# Testo estratto
········
Alessandrini, fedele
alla sua concezione filologica, ha tenuto il primo approccio, impiegando il
nutrito basso continuo del suo Concerto italiano (3 tiorbe, 2 arpe, 2
cembali e un violoncello) a cui, tenendo conto degli enormi spazi del
Piermarini, ha aggiunto un contrabbasso e, per sinfonie e ritornelli, 2 violini
e una viola, per un totale di 12 strumenti. Cui nel terz’atto si sono aggiunti 2
trombini esclusivamente per la sinfonia
che introduce il giubilo di Arnalta e poi l’omaggio di Consoli e Tribuni.
Qui si
può ascoltare una sua interpretazione (con aggiunta di… regìa) di qualche anno
fa a Salamanca. Alla
Scala il Direttore ha cambiato qualcosa nella distribuzione dei ruoli, altro
rompicapo che ognuno risolve a modo suo, poiché i manoscritti recano solo le
chiavi di ciascuna parte, ma spesso e volentieri presentano anche le
indicazioni di trasposizione (alla quarta, o alla seconda alta, eccetera): in
sostanza le parti vengono spesso adattate alla voce dell’interprete. Ad esempio
quelle di Nerone e Valletto furono probabilmente scritte per, e sostenute da, castrati, mentre Alessandrini (seguendo
una prassi vecchia ormai di un secolo) le affida a due tenori, così come quella
della Nutrice, in origine in chiave di contralto, è qui affidata a… Tina Pica (!) Eliminati tout-court
personaggi come Pallade e Venere (secondari saranno, ma pur sempre due dee!)
Quanto ai
contenuti, il Direttore ne è ovviamente responsabile, stante l’esistenza delle
due diverse fonti (Venezia-Napoli) cui potersi riferire e dalle quali poter
selezionare i tasselli del mosaico. Alessandrini, che evidentemente è sempre
alla ricerca di nuove soluzioni (come dimostrano alcune divergenze dalle scelte
da lui fatte per la citata rappresentazione a Salamanca) ha cominciato con lo
scegliere da Napoli la Sinfonia iniziale (concordando evidentemente con
Malipiero); sempre dalla versione partenopea ha ripescato la parte di Arnalta (Infelice ragazzo)
········
# Righe fornite
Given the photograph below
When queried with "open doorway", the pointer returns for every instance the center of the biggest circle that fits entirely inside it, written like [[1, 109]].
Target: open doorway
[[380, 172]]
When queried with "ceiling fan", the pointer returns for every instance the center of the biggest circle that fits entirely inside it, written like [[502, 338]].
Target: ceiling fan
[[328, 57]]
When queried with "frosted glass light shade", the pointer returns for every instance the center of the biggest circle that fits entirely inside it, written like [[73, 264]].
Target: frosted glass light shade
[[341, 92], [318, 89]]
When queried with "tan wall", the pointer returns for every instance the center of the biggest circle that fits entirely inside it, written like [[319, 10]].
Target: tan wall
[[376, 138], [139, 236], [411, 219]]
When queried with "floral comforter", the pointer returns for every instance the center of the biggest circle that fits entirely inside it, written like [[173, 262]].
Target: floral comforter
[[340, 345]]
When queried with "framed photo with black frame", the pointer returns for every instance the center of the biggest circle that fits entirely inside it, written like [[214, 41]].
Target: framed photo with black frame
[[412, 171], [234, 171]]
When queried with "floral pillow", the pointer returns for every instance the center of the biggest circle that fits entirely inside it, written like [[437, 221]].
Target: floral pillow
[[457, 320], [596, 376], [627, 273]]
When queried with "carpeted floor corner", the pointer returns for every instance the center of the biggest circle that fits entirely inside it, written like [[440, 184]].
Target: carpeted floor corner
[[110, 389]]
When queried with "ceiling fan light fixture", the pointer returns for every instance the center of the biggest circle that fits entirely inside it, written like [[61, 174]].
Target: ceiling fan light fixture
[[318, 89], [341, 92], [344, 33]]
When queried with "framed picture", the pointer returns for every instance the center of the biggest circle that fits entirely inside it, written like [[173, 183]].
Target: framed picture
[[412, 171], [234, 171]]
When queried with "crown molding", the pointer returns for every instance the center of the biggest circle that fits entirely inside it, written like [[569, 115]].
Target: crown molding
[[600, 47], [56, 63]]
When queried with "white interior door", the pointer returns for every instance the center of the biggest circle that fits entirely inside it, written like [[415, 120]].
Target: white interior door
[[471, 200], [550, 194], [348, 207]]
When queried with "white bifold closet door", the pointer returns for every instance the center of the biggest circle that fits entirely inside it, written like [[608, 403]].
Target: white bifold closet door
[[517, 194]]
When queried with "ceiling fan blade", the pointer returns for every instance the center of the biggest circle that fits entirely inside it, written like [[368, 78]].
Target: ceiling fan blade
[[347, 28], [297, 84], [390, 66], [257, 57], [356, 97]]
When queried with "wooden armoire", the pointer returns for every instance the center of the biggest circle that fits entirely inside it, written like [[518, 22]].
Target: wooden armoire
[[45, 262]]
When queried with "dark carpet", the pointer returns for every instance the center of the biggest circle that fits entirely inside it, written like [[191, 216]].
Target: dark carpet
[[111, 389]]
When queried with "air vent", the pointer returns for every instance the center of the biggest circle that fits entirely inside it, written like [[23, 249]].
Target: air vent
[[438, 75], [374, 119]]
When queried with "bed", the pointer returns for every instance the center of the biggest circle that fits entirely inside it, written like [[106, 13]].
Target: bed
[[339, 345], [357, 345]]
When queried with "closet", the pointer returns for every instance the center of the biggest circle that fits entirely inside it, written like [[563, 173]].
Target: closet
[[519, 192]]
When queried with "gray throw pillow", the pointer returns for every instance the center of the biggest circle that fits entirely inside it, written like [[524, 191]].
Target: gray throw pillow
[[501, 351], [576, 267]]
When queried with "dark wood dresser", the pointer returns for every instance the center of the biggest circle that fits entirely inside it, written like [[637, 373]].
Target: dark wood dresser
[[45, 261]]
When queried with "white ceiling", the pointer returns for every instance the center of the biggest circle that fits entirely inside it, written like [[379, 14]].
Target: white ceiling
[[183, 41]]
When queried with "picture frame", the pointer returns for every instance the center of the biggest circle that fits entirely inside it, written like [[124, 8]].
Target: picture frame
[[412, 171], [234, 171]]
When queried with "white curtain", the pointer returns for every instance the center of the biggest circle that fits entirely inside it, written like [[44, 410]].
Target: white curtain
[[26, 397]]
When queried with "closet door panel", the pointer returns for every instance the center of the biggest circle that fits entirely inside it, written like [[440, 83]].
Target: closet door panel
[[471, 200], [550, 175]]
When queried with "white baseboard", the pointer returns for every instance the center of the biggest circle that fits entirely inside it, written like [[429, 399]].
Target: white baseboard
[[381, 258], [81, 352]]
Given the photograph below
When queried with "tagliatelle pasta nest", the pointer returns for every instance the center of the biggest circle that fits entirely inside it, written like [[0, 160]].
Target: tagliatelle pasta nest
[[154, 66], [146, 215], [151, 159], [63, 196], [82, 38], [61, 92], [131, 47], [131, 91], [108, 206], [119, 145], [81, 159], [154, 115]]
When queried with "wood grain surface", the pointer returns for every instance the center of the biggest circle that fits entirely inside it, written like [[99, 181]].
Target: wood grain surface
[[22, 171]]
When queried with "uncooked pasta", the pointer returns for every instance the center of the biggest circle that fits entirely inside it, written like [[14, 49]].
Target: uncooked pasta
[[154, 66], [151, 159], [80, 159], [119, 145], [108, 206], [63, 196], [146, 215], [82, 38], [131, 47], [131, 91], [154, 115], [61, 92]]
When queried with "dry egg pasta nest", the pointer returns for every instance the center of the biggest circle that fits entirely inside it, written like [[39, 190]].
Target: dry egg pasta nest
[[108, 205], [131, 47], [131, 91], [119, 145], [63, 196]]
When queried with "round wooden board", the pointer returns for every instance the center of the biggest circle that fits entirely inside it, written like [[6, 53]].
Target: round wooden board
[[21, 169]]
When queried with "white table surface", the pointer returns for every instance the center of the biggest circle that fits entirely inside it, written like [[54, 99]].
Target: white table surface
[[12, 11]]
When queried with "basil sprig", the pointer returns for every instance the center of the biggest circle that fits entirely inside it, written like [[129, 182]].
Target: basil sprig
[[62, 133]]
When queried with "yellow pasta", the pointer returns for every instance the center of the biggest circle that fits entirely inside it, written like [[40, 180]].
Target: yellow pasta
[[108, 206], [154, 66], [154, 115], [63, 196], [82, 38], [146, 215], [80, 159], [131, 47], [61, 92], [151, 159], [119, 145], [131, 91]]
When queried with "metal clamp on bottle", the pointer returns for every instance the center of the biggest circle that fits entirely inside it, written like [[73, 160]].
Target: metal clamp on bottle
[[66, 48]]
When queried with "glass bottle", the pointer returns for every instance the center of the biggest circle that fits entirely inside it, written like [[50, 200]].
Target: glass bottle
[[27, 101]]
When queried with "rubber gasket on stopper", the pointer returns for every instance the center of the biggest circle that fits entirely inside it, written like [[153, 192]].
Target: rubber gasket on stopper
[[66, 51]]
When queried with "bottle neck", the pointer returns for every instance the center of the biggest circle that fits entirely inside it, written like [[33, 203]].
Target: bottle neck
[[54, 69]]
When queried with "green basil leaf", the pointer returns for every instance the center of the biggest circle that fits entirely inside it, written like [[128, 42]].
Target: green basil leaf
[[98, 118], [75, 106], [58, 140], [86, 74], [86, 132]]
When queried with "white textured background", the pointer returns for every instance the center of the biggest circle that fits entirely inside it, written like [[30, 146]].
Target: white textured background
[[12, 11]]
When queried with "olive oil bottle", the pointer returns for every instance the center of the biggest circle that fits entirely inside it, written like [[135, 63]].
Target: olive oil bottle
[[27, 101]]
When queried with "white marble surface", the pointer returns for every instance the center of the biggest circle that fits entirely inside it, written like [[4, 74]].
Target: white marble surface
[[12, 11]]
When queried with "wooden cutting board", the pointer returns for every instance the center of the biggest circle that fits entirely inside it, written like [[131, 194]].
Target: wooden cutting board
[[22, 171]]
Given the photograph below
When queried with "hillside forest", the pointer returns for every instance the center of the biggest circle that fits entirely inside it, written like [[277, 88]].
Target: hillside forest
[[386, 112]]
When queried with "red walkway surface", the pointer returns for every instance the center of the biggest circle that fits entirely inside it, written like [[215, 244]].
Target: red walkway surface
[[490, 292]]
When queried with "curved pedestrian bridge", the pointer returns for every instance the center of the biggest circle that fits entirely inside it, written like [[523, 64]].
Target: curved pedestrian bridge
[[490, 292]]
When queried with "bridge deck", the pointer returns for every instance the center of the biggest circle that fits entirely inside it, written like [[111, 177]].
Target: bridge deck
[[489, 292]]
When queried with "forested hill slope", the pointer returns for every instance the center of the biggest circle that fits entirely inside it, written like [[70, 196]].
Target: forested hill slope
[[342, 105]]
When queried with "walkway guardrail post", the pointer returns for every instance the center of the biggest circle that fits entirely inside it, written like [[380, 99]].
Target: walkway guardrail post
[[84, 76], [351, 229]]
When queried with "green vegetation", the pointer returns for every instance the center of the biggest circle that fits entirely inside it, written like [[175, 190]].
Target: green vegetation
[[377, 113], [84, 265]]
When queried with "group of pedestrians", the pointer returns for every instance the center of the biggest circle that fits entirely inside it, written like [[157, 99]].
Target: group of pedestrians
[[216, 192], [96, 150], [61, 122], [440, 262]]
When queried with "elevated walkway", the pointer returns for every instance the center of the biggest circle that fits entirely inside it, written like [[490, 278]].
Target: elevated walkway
········
# Consegna
Riprendi la recensione sulla direzione di Alessandrini alla Scala e proseguila a partire dall'ultima frase riportata.

# Esercizio svolto
che chiude la scena XI del primo atto (qui spostata ad aprire la scena XII);
così come il contenuto della scena IV del second’atto (Damigella-Valletto) più
ricco… sessualmente di quello di Venezia (Dunque Amor così comincia?) e pure quello della
scena V del medesimo atto (Nerone-Lucano, O felice Poppea). Sempre nell’atto secondo
Alessandrini ha deciso di cassare la scena di Ottone solo (I miei subiti sdegni) in favore di
quella (ancora da Napoli) di Ottavia sola (Eccomi quasi priva… Neron, Nerone mio): una
scelta coraggiosa/discutibile, dato che quella scena compare soltanto nel
manoscritto napoletano, mentre è del tutto assente sia in quello veneziano che
nei libretti, quindi di dubbia autenticità. Dopo la scena VIII (Ottavia-Ottone)
Alessandrini ha recuperato da Napoli (facendola diventare la sua scena IX) parte
dell’esternazione di Ottavia Vattene pure. Nel terzo atto è rispettato l’ordine
delle scene VI e VII come appare nei manoscritti (prima Arnalta e poi Ottavia) che
contraddice il libretto di Busenello (seguito invece da diversi concertatori dell’opera).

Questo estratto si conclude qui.